*** 原文

音楽だけでなく、日本での時間そのものも楽しめたのではないでしょうか。今回の滞在で食べた料理や訪れた場所で、特に印象的だったことはありますか?

F:印象に残っているのは、やはり豊洲市場で食べたお刺身です。豊洲で食べた寿司やマグロは、人生で食べた中で最も新鮮な魚でした。あとは京都で麺類を食べたり、場所は覚えていませんがとても辛い食べ物を試食したりもしました。ただ、やはり一番は豊洲市場での魚ですね。早朝の競りは見られませんでしたが(笑)、それでも最高の体験でした。

最後に日本のファンに向けて一言お願い致します。

F:まずは、日本のリスナーとの関係性を築き上げてきていることをとても嬉しく思います。SNSでは、日本のファンの方々からたくさんのDMをいただいています。まだ言語を勉強している途中なので翻訳しながらやり取りしていますが、できる限り自分で応えたいと思っています。日本の文化について学べば学ぶほど、その奥深さに感動します。音楽やアートに対する考え方、そして生活の中に自然とイラストレーションが溶け込んでいる点がとても印象的でした。個人的に、自分の写真や顔を前面に出すのが少し苦手で(笑)、むしろイラストを通して表現する方が好きなんです。日本では身の回りの95%くらいのものにイラストが使われているように感じて、とても共感しましたし、自分自身とすごくリンクしているように思います。だからこそ、日本の文化には強い親近感を覚えていますし、ここで暮らす人たちともそんな感覚を共有できたら嬉しいですね。

******
*** データ抜粋

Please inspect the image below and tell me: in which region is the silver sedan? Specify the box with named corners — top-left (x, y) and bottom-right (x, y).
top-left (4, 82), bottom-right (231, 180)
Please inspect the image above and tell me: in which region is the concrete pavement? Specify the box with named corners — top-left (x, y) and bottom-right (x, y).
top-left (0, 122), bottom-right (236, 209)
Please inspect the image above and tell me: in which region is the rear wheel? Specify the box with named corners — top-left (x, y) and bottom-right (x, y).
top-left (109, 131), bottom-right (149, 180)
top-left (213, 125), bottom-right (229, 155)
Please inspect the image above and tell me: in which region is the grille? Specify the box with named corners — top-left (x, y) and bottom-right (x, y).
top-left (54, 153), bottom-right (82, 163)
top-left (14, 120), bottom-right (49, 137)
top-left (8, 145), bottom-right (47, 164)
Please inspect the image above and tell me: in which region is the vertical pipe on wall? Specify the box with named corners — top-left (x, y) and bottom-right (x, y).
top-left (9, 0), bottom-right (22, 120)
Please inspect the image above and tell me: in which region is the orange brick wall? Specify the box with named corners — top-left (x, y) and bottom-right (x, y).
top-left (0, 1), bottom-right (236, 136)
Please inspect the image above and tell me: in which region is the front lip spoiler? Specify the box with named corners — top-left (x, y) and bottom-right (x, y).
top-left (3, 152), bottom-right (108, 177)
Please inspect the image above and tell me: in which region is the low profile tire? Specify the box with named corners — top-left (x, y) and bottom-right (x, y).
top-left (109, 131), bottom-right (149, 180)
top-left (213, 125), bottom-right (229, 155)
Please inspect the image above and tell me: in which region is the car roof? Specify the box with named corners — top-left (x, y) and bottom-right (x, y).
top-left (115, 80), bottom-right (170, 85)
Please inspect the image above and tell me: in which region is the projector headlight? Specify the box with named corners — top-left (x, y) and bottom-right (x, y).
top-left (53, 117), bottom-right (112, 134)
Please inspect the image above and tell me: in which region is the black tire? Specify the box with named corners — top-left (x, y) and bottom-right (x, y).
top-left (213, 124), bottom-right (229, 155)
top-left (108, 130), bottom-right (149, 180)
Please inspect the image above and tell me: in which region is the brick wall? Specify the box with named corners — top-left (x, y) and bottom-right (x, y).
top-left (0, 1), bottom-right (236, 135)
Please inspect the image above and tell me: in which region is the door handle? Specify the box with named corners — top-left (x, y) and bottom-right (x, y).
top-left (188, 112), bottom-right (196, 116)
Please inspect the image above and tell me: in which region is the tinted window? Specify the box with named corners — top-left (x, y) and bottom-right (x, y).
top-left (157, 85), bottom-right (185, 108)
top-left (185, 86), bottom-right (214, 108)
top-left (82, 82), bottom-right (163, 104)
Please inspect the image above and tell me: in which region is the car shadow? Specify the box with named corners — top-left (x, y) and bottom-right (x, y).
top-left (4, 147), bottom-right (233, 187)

******

練習問題
a. インタビューの「F:印象に残っているのは、や」から「を共有できたら嬉しいですね。」までを、「豊洲市場」を「築地市場」に置き換えて書き直してください。
b. 次の(i)〜(iii)はインタビューの内容と合っていますか?それぞれ「はい」か「いいえ」で答え、根拠となる箇所をそのまま引用してください。
(i) 豊洲市場で早朝の競りを見ることができた。
(ii) 日本のファンからのDMには翻訳しながら応じている。
(iii) 自分の写真や顔を前面に出すのが得意だ。
c. インタビューによると、日本では身の回りのものの何%くらいにイラストが使われているように感じたのですか?
データはインタビューとは関係のない別の資料です。

解答
a.
F:印象に残っているのは、やはり築地市場で食べたお刺身です。豊洲で食べた寿司やマグロは、人生で食べた中で最も新鮮な魚でした。あとは京都で麺類を食べたり、場所は覚えていませんがとても辛い食べ物を試食したりもしました。ただ、やはり一番は築地市場での魚ですね。早朝の競りは見られませんでしたが(笑)、それでも最高の体験でした。

最後に日本のファンに向けて一言お願い致します。

F:まずは、日本のリスナーとの関係性を築き上げてきていることをとても嬉しく思います。SNSでは、日本のファンの方々からたくさんのDMをいただいています。まだ言語を勉強している途中なので翻訳しながらやり取りしていますが、できる限り自分で応えたいと思っています。日本の文化について学べば学ぶほど、その奥深さに感動します。音楽やアートに対する考え方、そして生活の中に自然とイラストレーションが溶け込んでいる点がとても印象的でした。個人的に、自分の写真や顔を前面に出すのが少し苦手で(笑)、むしろイラストを通して表現する方が好きなんです。日本では身の回りの95%くらいのものにイラストが使われているように感じて、とても共感しましたし、自分自身とすごくリンクしているように思います。だからこそ、日本の文化には強い親近感を覚えていますし、ここで暮らす人たちともそんな感覚を共有できたら嬉しいですね。

b.
(i) いいえ。「早朝の競りは見られませんでしたが」
(ii) はい。「翻訳しながらやり取りしていますが」
(iii) いいえ。「自分の写真や顔を前面に出すのが少し苦手で」

c. 95%くらいです。